__TEXT BLOCK__.
▼

Lead Kindly Light

Lead Kindly Light

Thursday, July 11, 2019

Courage To Be Broken

July 11th. 3am. 5 years.

It's strange to think it has been 5 years. It feels like forever and only yesterday all in the same breath.

I read an article today about grief and trauma and cellular memory. The author talked about losing her dad and the fact his diagnosis date was worse than his death date. She referred to this period as the dying season.

The dying season. That phrase struck a chord deep inside. The days from May 11th to July 11th are haunting and pensive for me. They've been that way since 2014. A dying season. And every year I tell myself that it will be different. will be different.

But every year I experience a melancholy that seems unexplainable at first. It doesn't come the same way or on the same day. It creeps up and catches me off guard. I'm left wondering at the many emotions swirling about me. It feels chaotic and confusing. And then I see the calendar. And I understand. Or I begin to.

After my mom died, I found this quote written in her handwriting. "Perhaps strength doesn't reside in never having been broken, but in the courage required to grow strong in the broken places."


As much as I miss my mom, I am grateful for the things I've learned from losing her. I know she is involved in our lives. We've been blessed with sweet experiences to know she remains close to her family and loved ones.

▲

Pointing data grounded in images
▼

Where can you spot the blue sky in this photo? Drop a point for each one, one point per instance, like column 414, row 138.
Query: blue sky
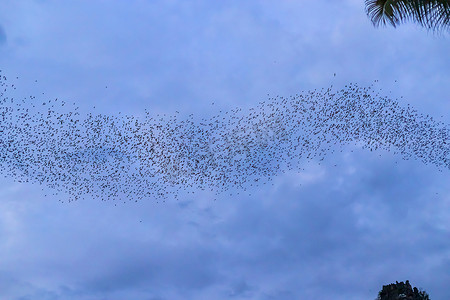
column 319, row 232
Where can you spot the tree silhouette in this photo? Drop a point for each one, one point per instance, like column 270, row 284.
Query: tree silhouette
column 400, row 290
column 431, row 14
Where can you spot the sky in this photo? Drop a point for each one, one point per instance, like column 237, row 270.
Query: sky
column 337, row 228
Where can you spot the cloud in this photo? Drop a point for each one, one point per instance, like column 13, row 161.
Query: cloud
column 2, row 36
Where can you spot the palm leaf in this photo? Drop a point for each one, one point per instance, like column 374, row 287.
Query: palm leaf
column 431, row 14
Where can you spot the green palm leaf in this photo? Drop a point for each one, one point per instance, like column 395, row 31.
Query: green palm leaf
column 431, row 14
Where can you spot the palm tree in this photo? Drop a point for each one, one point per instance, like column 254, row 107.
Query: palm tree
column 401, row 291
column 431, row 14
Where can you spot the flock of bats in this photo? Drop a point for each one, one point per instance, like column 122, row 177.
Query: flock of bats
column 155, row 157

▲

Extend the blog post above about the anniversary of a mother's death, continuing from its last sentence.

Through my faith in my Savior Jesus Christ, my broken pieces have been put back together and mended. My grief doesn't mean an absence of faith and my faith doesn't mean an absence of grief. They exist together. In fact, my faith is stronger because of my grief. I thank my Heavenly Father for these trials and the strength I have received from Him in my brokenness.

Maybe it isn't a dying season but more of a broken season. And that's okay.

“Our Heavenly Father … knows that we learn and grow and become stronger as we face and survive the trials through which we must pass. We know that there are times when we will experience heartbreaking sorrow, when we will grieve, and when we may be tested to our limits. However, such difficulties allow us to change for the better, to rebuild our lives in the way our Heavenly Father teaches us, and to become something different from what we were—better than we were, more understanding than we were, more empathetic than we were, with stronger testimonies than we had before.”

President Thomas S. Monson, “I Will Not Fail Thee, nor Forsake Thee,” Ensign, Nov. 2013, 87.